**Task goal:**
The lines below, beginning at the one that contains "Objective — for every instance of the mountain" and ending at the last, are to be retyped exactly.

(Task inputs Opens)

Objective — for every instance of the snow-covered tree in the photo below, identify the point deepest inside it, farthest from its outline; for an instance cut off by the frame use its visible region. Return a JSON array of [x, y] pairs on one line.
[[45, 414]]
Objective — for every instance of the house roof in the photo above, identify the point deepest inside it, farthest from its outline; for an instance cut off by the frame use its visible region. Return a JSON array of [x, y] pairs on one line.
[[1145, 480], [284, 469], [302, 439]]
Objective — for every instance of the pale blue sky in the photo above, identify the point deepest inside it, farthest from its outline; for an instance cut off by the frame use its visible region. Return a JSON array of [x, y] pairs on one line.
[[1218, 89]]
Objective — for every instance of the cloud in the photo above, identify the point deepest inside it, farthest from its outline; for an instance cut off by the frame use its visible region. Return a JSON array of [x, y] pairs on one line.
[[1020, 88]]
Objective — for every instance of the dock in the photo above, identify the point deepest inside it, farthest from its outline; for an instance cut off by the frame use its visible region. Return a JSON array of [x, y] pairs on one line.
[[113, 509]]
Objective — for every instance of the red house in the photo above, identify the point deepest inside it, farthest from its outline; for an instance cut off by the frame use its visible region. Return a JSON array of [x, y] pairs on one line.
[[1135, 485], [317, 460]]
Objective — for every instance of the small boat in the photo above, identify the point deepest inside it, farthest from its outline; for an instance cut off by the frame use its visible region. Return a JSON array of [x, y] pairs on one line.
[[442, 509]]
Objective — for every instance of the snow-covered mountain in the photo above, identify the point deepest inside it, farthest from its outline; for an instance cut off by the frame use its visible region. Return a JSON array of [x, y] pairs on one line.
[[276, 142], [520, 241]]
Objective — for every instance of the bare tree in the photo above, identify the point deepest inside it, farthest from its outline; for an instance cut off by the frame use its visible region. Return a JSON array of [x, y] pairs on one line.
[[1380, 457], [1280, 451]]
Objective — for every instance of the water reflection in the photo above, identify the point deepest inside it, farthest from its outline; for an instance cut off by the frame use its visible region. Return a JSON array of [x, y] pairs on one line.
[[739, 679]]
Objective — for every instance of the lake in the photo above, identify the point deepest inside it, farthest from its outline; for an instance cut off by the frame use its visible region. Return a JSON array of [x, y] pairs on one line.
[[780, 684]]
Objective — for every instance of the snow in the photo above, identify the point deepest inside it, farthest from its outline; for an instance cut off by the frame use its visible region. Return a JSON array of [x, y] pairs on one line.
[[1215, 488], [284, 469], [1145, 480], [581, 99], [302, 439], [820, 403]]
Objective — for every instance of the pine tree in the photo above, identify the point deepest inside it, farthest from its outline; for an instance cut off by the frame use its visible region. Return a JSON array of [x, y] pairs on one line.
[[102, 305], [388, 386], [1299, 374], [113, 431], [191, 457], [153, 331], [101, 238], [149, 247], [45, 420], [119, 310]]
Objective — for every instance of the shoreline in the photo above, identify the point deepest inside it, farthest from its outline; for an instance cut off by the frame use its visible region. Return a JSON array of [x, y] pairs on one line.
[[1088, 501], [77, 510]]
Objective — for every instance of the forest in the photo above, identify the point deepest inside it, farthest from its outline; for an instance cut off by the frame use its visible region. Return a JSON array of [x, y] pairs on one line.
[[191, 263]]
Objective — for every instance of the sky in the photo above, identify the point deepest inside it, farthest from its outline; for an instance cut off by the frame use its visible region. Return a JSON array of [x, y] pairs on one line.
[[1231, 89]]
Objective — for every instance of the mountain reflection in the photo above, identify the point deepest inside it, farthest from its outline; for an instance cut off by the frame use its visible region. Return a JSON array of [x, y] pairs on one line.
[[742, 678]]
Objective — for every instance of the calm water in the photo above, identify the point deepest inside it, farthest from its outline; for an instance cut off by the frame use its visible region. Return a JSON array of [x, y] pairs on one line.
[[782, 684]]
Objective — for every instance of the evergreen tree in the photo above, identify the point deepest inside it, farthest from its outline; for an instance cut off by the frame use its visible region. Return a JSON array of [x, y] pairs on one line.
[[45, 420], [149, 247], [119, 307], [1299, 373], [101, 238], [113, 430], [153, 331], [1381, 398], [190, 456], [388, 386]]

(Task inputs Closes)

**Answer section:**
Objective — for every instance of the mountain reflection in the photo above, identify the point deepest inside it, farthest from its outline; for an instance cut off by the frame use its visible region. Return a JSON array of [x, y] pairs on one line.
[[742, 678]]
Objective — for every instance of the calm water in the photo above, identify the point deepest inside it, farthest from its outline; for an instance cut off by the frame use its visible region. Return a JSON array of [x, y] pairs on one line.
[[782, 684]]
Objective — for every instance of the evergreen tree in the photo above, identify the point deepest inside it, farthest from its outline; for an instance cut off by the frame use its visible region. Return a JSON array of [x, y] pairs on one line.
[[45, 420], [149, 247], [119, 307], [1299, 373], [101, 238], [113, 430], [153, 331], [1381, 398], [190, 456], [388, 386]]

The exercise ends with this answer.